= Listed buildings in Tottington, Greater Manchester =

Tottington is a town in the Metropolitan Borough of Bury, Greater Manchester, England, and the area also includes the villages of Walshaw and Greenmount and the surrounding countryside. The area is unparished, and contains 33 listed buildings that are recorded in the National Heritage List for England. Of these, two are listed at Grade II*, the middle grade, and the others are at Grade II, the lowest grade. The area is partly agricultural and partly residential, and its listed buildings include farmhouses and farm buildings, private houses and associated structures, an ancient cross, churches and associated structures, a village lock-up, and schools.

— TASKS TO PERFORM —
- a) Using the text on Tottington's listed buildings, explain how its 33 listed buildings are divided between the two grades.
- b) In the text on Tottington's listed buildings, which two villages does the area include besides the town itself?
- c) Restate the passage of the Tottington listed buildings text from "Tottington is a" to "lock-up, and schools.", putting "farmland" in place of "countryside".

— DATA —
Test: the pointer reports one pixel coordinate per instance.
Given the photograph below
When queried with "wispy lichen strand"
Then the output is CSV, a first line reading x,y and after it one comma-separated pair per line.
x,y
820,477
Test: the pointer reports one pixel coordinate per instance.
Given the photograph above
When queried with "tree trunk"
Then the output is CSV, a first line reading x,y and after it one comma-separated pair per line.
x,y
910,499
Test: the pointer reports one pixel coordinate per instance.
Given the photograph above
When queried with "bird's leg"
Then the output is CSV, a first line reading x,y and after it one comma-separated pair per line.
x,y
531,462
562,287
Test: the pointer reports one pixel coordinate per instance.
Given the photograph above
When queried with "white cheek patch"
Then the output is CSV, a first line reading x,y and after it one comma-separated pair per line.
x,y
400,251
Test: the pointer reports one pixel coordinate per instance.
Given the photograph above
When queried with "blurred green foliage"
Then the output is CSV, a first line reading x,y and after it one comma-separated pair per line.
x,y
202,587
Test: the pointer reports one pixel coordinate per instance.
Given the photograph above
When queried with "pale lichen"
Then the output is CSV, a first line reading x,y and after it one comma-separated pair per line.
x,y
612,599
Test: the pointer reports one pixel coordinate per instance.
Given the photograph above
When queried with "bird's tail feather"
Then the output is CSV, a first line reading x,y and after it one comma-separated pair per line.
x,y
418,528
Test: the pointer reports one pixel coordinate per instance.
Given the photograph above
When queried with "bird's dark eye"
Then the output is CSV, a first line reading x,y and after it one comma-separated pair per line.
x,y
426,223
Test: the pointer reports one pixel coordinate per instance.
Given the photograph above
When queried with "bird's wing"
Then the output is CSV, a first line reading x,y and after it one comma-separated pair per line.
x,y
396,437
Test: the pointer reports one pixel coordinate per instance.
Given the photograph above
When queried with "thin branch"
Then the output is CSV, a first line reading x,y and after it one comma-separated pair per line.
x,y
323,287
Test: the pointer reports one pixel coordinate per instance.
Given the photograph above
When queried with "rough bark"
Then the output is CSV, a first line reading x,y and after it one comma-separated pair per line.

— SOLUTION SET —
- a) Two of the buildings are listed at Grade II*, which the text describes as the middle grade. The remaining 31 are listed at Grade II, the lowest grade.

- b) Walshaw and Greenmount.

- c)
Tottington is a town in the Metropolitan Borough of Bury, Greater Manchester, England, and the area also includes the villages of Walshaw and Greenmount and the surrounding farmland. The area is unparished, and contains 33 listed buildings that are recorded in the National Heritage List for England. Of these, two are listed at Grade II*, the middle grade, and the others are at Grade II, the lowest grade. The area is partly agricultural and partly residential, and its listed buildings include farmhouses and farm buildings, private houses and associated structures, an ancient cross, churches and associated structures, a village lock-up, and schools.